--- START TASK DATA ---
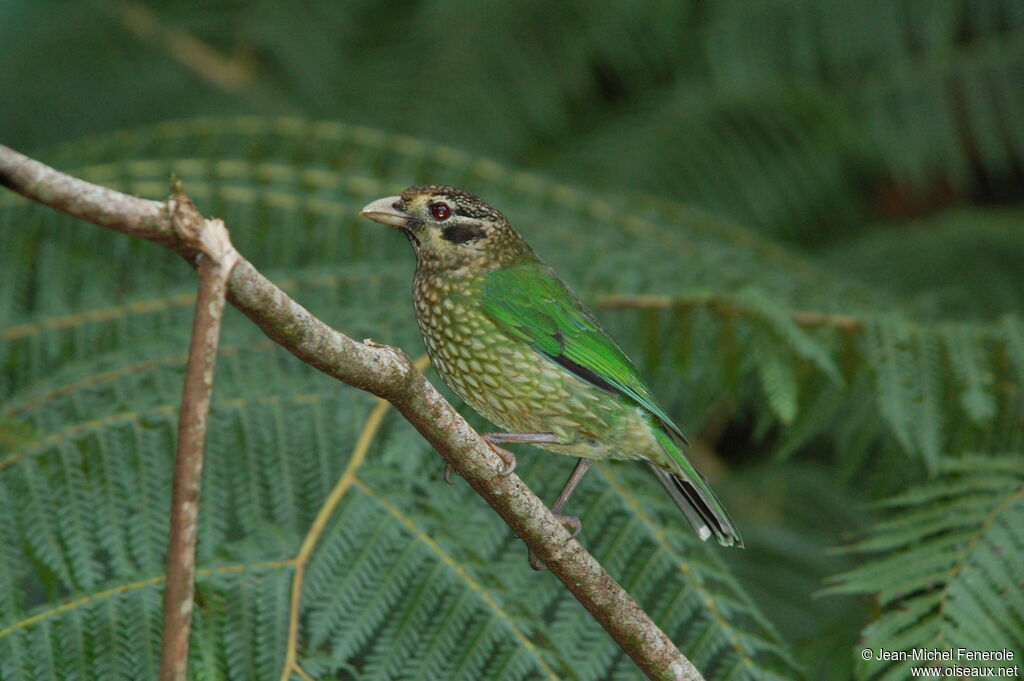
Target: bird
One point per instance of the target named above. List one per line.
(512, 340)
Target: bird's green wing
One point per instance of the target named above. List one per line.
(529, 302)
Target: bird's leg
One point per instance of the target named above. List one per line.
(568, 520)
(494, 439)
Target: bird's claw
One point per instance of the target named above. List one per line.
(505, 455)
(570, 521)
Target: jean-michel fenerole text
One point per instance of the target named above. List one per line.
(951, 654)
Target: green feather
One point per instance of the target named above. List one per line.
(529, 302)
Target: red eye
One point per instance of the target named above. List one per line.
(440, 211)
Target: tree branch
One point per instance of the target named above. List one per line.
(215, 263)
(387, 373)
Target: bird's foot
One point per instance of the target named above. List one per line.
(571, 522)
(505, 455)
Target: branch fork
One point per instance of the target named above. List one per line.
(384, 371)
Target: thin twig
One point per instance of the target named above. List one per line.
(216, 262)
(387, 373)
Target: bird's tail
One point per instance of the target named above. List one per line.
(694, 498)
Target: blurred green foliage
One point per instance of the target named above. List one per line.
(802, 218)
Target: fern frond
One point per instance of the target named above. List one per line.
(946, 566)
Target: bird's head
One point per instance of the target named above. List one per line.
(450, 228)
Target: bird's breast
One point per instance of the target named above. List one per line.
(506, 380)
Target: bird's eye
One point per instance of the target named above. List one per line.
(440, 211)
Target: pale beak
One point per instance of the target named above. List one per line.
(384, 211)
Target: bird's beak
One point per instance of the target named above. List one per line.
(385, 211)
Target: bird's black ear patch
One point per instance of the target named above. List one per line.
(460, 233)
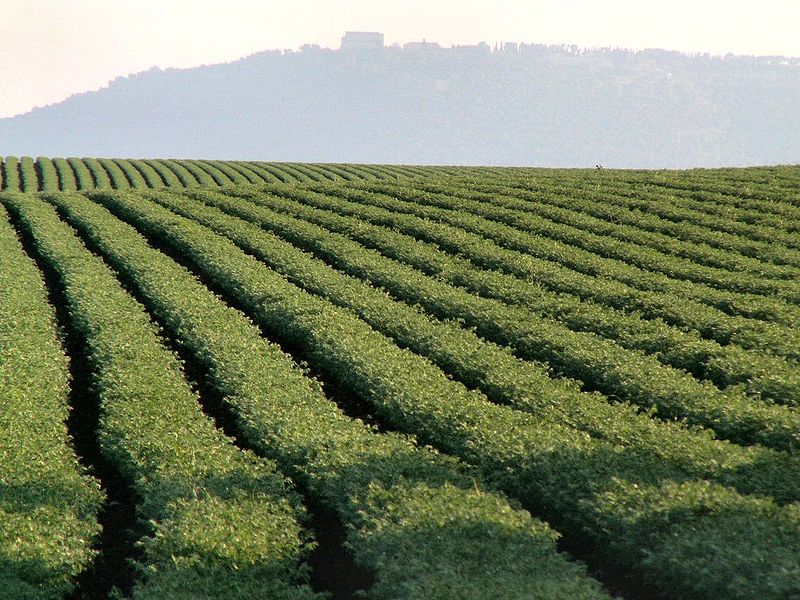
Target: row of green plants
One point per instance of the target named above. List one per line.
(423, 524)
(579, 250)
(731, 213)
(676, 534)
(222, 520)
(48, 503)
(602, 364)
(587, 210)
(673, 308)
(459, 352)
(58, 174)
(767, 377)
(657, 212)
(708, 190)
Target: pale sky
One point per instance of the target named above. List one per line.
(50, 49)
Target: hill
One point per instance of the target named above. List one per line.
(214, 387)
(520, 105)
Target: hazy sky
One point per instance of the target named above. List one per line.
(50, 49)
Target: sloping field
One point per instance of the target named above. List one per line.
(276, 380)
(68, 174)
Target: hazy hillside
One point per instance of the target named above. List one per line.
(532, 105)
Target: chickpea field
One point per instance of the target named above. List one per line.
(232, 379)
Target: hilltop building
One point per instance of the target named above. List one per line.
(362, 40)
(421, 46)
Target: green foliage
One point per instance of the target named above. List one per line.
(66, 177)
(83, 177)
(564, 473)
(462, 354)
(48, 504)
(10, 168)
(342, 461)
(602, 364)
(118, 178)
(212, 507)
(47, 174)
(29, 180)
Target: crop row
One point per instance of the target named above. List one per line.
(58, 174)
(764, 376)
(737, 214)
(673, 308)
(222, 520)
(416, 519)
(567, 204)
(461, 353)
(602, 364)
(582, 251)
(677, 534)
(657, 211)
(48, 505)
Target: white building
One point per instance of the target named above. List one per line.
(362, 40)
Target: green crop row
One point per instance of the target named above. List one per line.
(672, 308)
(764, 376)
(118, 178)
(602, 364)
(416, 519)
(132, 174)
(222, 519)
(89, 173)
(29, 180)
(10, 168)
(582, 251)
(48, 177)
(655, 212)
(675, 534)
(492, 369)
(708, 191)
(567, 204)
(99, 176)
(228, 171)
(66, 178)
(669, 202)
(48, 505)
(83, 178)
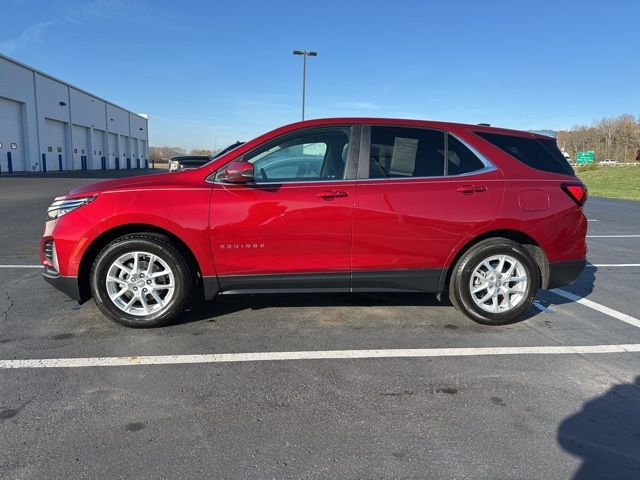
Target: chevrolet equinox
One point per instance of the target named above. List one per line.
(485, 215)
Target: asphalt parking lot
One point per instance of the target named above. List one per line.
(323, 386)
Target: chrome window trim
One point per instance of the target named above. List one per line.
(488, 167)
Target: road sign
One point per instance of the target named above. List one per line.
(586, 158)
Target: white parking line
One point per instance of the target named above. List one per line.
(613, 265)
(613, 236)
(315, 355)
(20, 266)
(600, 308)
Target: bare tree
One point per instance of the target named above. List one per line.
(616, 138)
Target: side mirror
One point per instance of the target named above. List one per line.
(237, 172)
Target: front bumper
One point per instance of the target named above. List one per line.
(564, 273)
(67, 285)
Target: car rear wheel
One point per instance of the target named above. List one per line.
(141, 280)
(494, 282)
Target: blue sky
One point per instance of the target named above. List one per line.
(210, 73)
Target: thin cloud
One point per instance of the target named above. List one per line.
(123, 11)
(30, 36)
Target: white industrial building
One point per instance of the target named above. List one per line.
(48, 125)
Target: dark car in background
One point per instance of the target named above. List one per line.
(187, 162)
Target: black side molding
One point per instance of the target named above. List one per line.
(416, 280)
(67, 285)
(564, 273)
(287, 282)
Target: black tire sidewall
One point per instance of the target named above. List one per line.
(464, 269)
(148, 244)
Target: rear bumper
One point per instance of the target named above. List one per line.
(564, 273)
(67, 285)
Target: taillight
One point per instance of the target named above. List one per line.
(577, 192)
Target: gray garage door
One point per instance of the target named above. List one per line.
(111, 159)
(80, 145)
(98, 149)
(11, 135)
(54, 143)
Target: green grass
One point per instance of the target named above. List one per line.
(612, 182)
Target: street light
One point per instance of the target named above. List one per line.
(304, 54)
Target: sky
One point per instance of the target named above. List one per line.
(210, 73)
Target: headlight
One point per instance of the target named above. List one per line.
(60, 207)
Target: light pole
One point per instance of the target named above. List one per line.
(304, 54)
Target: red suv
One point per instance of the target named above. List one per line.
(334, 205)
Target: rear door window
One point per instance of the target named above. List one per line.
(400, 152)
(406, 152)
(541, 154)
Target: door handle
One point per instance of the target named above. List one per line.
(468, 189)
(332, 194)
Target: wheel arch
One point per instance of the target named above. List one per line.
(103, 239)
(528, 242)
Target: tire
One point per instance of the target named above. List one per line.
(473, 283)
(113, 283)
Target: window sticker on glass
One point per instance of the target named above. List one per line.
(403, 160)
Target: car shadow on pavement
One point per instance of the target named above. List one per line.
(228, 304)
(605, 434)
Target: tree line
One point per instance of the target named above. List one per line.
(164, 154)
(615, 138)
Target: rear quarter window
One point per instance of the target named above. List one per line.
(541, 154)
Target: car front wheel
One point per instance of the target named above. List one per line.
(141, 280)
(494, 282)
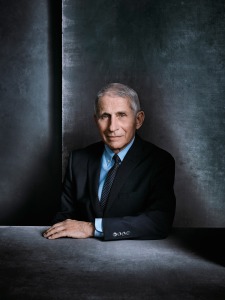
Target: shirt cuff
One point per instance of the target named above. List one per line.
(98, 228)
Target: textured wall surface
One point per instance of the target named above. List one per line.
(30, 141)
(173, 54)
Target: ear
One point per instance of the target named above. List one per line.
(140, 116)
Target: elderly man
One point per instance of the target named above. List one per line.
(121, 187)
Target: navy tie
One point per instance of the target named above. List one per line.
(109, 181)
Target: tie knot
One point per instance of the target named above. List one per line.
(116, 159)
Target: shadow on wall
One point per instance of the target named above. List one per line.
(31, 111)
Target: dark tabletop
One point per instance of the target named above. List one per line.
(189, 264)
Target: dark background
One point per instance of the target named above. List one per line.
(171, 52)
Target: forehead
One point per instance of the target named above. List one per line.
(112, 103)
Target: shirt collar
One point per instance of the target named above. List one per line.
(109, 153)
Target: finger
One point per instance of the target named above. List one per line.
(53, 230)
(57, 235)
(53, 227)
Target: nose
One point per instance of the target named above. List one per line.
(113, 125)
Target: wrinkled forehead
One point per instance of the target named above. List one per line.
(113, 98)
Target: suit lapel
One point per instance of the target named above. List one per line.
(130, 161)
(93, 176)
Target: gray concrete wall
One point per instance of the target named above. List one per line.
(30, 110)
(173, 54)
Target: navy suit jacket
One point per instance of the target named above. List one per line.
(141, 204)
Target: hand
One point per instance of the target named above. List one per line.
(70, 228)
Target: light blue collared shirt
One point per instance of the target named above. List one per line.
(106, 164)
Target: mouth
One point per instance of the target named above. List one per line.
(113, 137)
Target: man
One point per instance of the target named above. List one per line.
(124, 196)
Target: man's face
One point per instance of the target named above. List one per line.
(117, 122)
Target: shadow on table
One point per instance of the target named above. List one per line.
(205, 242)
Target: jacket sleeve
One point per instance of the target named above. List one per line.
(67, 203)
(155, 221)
--- END TASK DATA ---
Exact repetition is required for the lines from the one that contains "Target: tie knot" through the final line; leave out everything else.

Target: tie knot
One point per instance of the target named above. List one per line.
(116, 159)
Target: shadow on wall
One point per instance of the target named above. List one per line.
(31, 111)
Target: dark tabletop
One point per instance of the target named above. List one per line.
(189, 264)
Target: dark background
One point per instance of the target named above. List one per line.
(171, 52)
Target: forehead
One point per instance of the target named above. List one per line.
(112, 103)
Target: shirt collar
One point per instance of the target named above. List one per line.
(109, 153)
Target: finger
One point per instance of the target named above. List one per line.
(53, 230)
(57, 235)
(53, 227)
Target: nose
One point per instance of the target named above. List one per line.
(113, 125)
Target: wrinkled forehead
One point per instance of the target named above. List one per line.
(113, 98)
Target: suit lapel
One point per instance of the target named above. List one per line.
(130, 161)
(93, 176)
Target: gray concrete wall
One point per instance of the target named above. List one per line.
(30, 110)
(173, 54)
Target: navy suit jacket
One point per instance of the target named above. List one per line.
(141, 204)
Target: hand
One point per instance of the target named above. List one per line.
(70, 228)
Target: light blue collared shirt
One point per instance of the target named above. List one per line.
(106, 164)
Target: mouth
One point per instance of the target named above. List one per line.
(113, 137)
Target: man
One point per instance of the target named above. List one per line.
(124, 196)
Target: man's face
One point per instance of the target named above. List one per line.
(117, 122)
Target: shadow on table
One point per instance of the target named above. List one per line.
(205, 242)
Target: jacket sleeve
One point per instance of the target named above. List one per line.
(67, 203)
(155, 221)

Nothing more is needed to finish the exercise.